*PROBLEM STATEMENT:*
Go through the records and report each line holding the string "correct".

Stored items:
————————
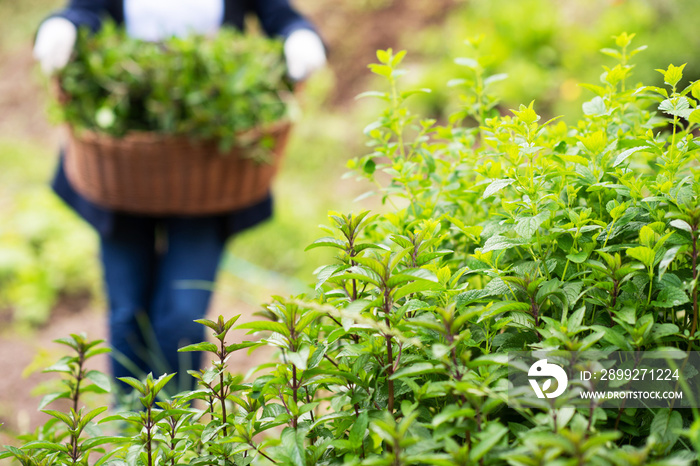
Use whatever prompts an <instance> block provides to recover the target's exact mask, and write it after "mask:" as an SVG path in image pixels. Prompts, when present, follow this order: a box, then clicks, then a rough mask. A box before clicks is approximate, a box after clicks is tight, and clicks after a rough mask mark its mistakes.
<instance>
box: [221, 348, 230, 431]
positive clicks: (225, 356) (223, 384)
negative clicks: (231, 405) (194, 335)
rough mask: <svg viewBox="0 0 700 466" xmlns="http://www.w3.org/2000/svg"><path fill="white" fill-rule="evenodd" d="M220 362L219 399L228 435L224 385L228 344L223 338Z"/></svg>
mask: <svg viewBox="0 0 700 466" xmlns="http://www.w3.org/2000/svg"><path fill="white" fill-rule="evenodd" d="M219 362H220V363H221V373H220V374H219V401H220V402H221V424H222V425H223V426H224V428H223V429H222V432H223V434H224V437H227V436H228V432H227V431H226V386H225V385H224V368H225V366H226V346H225V345H224V339H223V338H222V339H221V354H220V359H219Z"/></svg>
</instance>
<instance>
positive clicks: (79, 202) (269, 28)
mask: <svg viewBox="0 0 700 466" xmlns="http://www.w3.org/2000/svg"><path fill="white" fill-rule="evenodd" d="M223 1H224V20H223V22H224V24H226V25H230V26H234V27H236V28H238V29H241V30H242V29H243V27H244V19H245V16H246V14H247V13H253V14H255V15H256V16H257V17H258V19H259V20H260V24H261V26H262V28H263V29H264V31H265V32H266V33H267V34H268V35H269V36H273V37H274V36H281V37H287V36H289V34H291V33H292V32H293V31H295V30H297V29H313V27H312V26H311V24H310V23H309V22H308V21H307V20H306V19H304V18H303V17H302V16H301V15H300V14H299V13H298V12H297V11H295V10H294V9H293V8H292V7H291V5H290V4H289V0H223ZM52 16H58V17H62V18H66V19H68V20H69V21H71V22H72V23H73V24H75V25H76V26H77V27H80V26H88V27H90V28H91V29H92V30H94V31H96V30H98V29H99V28H100V26H101V23H102V19H103V18H112V19H113V20H114V21H116V22H117V23H122V22H123V21H124V3H123V0H71V1H70V2H69V4H68V6H67V7H66V8H65V9H64V10H61V11H58V12H56V13H54V14H53V15H52ZM53 189H54V191H56V194H58V195H59V197H61V198H62V199H63V200H64V201H65V202H66V203H67V204H68V205H70V206H71V207H72V208H73V209H74V210H75V211H76V212H77V213H78V214H79V215H80V216H81V217H83V218H84V219H85V220H86V221H87V222H88V223H90V225H92V226H93V227H94V228H95V229H96V230H97V231H98V233H100V234H101V235H103V236H109V235H111V234H113V233H114V232H115V231H116V230H118V229H121V228H120V225H122V224H126V223H129V222H132V221H138V219H139V218H140V217H139V216H136V215H132V214H128V213H124V212H116V211H114V210H110V209H108V208H104V207H101V206H98V205H96V204H94V203H92V202H90V201H89V200H87V199H85V198H84V197H83V196H81V195H80V194H79V193H78V192H76V191H75V189H73V187H72V186H71V184H70V182H69V181H68V179H67V178H66V174H65V170H64V167H63V154H61V157H60V162H59V166H58V170H57V171H56V176H55V178H54V181H53ZM271 215H272V198H271V197H270V196H268V197H267V199H265V200H263V201H262V202H260V203H258V204H256V205H254V206H251V207H247V208H245V209H242V210H238V211H235V212H229V213H227V214H223V215H219V216H217V217H218V218H219V219H220V220H221V229H222V234H224V235H226V236H228V235H232V234H234V233H237V232H239V231H241V230H244V229H246V228H250V227H252V226H254V225H256V224H258V223H260V222H262V221H264V220H266V219H268V218H270V216H271Z"/></svg>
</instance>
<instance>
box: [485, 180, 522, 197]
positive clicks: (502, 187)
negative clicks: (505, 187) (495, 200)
mask: <svg viewBox="0 0 700 466" xmlns="http://www.w3.org/2000/svg"><path fill="white" fill-rule="evenodd" d="M513 183H515V180H511V179H510V178H505V179H502V180H494V181H492V182H491V184H489V185H488V186H487V187H486V190H485V191H484V195H483V196H481V198H482V199H486V198H488V197H491V196H493V195H494V194H496V193H497V192H498V191H500V190H501V189H503V188H505V187H506V186H509V185H511V184H513Z"/></svg>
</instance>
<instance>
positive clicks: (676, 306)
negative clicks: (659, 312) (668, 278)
mask: <svg viewBox="0 0 700 466" xmlns="http://www.w3.org/2000/svg"><path fill="white" fill-rule="evenodd" d="M689 302H690V298H688V295H687V294H686V293H685V291H683V290H682V289H680V288H676V287H675V286H666V287H664V289H662V290H661V291H660V292H659V294H658V296H657V297H656V300H655V301H652V303H651V304H652V305H653V306H656V307H661V308H666V309H671V308H675V307H678V306H682V305H683V304H686V303H689Z"/></svg>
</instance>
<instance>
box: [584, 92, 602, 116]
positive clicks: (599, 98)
mask: <svg viewBox="0 0 700 466" xmlns="http://www.w3.org/2000/svg"><path fill="white" fill-rule="evenodd" d="M606 112H607V109H606V108H605V101H604V100H603V98H602V97H600V96H596V97H594V98H593V99H591V100H589V101H588V102H584V103H583V113H584V114H585V115H590V116H599V115H605V113H606Z"/></svg>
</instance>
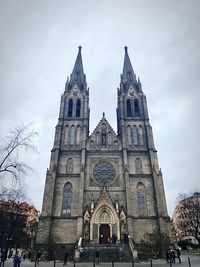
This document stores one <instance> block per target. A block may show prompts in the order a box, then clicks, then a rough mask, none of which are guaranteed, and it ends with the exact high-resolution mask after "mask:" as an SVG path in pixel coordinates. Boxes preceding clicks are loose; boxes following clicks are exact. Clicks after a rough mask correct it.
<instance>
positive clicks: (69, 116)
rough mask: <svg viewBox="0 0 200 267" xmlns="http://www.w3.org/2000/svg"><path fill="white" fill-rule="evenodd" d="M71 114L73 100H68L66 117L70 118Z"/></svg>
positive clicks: (71, 112)
mask: <svg viewBox="0 0 200 267" xmlns="http://www.w3.org/2000/svg"><path fill="white" fill-rule="evenodd" d="M72 113H73V100H72V99H70V100H69V107H68V117H72Z"/></svg>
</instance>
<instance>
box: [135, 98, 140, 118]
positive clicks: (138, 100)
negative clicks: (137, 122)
mask: <svg viewBox="0 0 200 267" xmlns="http://www.w3.org/2000/svg"><path fill="white" fill-rule="evenodd" d="M134 113H135V117H140V107H139V100H138V99H135V100H134Z"/></svg>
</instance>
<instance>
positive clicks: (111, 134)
mask: <svg viewBox="0 0 200 267" xmlns="http://www.w3.org/2000/svg"><path fill="white" fill-rule="evenodd" d="M111 144H112V134H111V133H110V132H109V133H108V145H109V146H110V145H111Z"/></svg>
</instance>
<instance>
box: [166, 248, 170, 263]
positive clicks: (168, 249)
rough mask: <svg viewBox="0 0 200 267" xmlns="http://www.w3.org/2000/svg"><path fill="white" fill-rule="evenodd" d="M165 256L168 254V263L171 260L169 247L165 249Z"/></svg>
mask: <svg viewBox="0 0 200 267" xmlns="http://www.w3.org/2000/svg"><path fill="white" fill-rule="evenodd" d="M165 256H166V261H167V263H169V261H170V254H169V249H166V251H165Z"/></svg>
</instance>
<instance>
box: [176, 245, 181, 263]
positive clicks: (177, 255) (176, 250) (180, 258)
mask: <svg viewBox="0 0 200 267" xmlns="http://www.w3.org/2000/svg"><path fill="white" fill-rule="evenodd" d="M176 254H177V258H178V262H179V263H181V251H180V249H179V248H177V249H176Z"/></svg>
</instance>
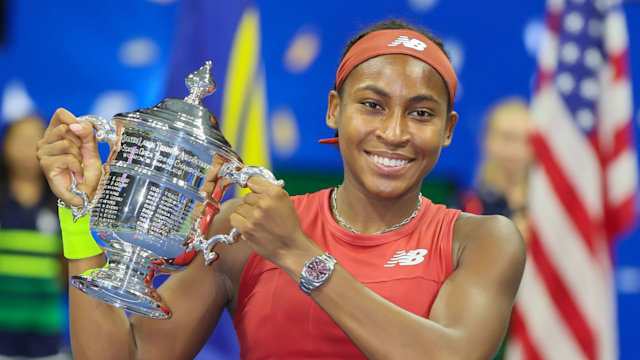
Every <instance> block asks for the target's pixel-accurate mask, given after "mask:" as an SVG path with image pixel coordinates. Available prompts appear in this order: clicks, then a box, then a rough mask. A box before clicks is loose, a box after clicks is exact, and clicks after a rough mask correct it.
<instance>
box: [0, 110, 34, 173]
mask: <svg viewBox="0 0 640 360" xmlns="http://www.w3.org/2000/svg"><path fill="white" fill-rule="evenodd" d="M43 133H44V125H43V124H42V122H41V121H40V120H39V119H36V118H27V119H24V120H19V121H18V122H16V123H15V124H13V125H12V126H11V128H9V130H8V132H7V134H6V137H5V140H4V144H2V156H3V157H4V160H5V162H6V164H7V167H8V169H7V170H8V171H10V172H12V173H14V175H15V174H17V175H20V176H40V165H39V164H38V159H37V157H36V144H37V142H38V140H40V138H41V137H42V134H43Z"/></svg>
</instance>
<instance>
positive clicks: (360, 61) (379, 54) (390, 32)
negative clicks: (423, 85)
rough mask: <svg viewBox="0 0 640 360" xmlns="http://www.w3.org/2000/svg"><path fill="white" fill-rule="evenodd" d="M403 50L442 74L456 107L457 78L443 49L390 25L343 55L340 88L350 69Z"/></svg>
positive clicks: (335, 139)
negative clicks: (442, 50)
mask: <svg viewBox="0 0 640 360" xmlns="http://www.w3.org/2000/svg"><path fill="white" fill-rule="evenodd" d="M387 54H404V55H410V56H413V57H415V58H416V59H419V60H422V61H424V62H425V63H427V64H429V65H431V67H432V68H433V69H434V70H435V71H437V72H438V74H440V76H442V78H443V79H444V81H445V84H446V86H447V89H448V91H449V105H450V106H451V107H452V108H453V100H454V98H455V96H456V88H457V87H458V78H457V77H456V73H455V71H453V66H451V62H449V59H448V58H447V55H445V53H444V51H442V49H440V48H439V47H438V45H436V44H435V43H434V42H433V41H431V40H429V39H428V38H427V37H426V36H424V35H422V34H420V33H419V32H417V31H413V30H407V29H390V30H378V31H374V32H372V33H370V34H368V35H366V36H364V37H363V38H362V39H360V40H358V41H357V42H356V43H355V44H353V46H352V47H351V49H349V51H348V52H347V54H346V55H345V56H344V58H343V59H342V62H341V63H340V66H339V67H338V72H337V74H336V85H335V86H336V87H335V89H336V90H338V89H339V88H340V86H341V85H342V83H343V82H344V80H345V79H346V78H347V76H349V73H351V71H352V70H353V69H354V68H355V67H356V66H358V65H360V64H362V63H363V62H365V61H367V60H369V59H371V58H374V57H376V56H380V55H387ZM320 142H321V143H323V144H337V143H338V138H331V139H323V140H320Z"/></svg>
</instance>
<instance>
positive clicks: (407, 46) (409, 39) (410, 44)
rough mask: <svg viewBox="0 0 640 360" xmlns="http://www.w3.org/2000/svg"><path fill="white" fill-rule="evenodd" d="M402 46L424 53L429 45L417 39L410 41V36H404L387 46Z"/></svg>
mask: <svg viewBox="0 0 640 360" xmlns="http://www.w3.org/2000/svg"><path fill="white" fill-rule="evenodd" d="M400 44H402V45H404V46H405V47H408V48H411V49H414V50H418V51H422V50H424V49H425V48H426V47H427V44H425V43H423V42H422V41H420V40H418V39H416V38H413V39H409V37H408V36H404V35H400V36H398V38H397V39H395V40H393V41H392V42H391V43H389V44H388V45H387V46H398V45H400Z"/></svg>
————————
*SOLUTION FOR THIS TASK:*
This document stores one <instance> block per target. A block may show prompts in the order a box, then clicks, then a rough mask, none of which are guaranteed, and it ends with the exact high-resolution mask after "mask:" as an SVG path in pixel coordinates. Boxes preceding clicks are loose; boxes following clicks are exact. Clicks after a rough mask correct it.
Every <instance> block asks for the target's pixel-accurate mask, given after "mask:" as an SVG path with image pixel coordinates. Available prompts appear in this order: clicks, then a box, then a rough mask. A box before clicks is loose, a box after clicks is exact, and clicks after a rough mask correct it.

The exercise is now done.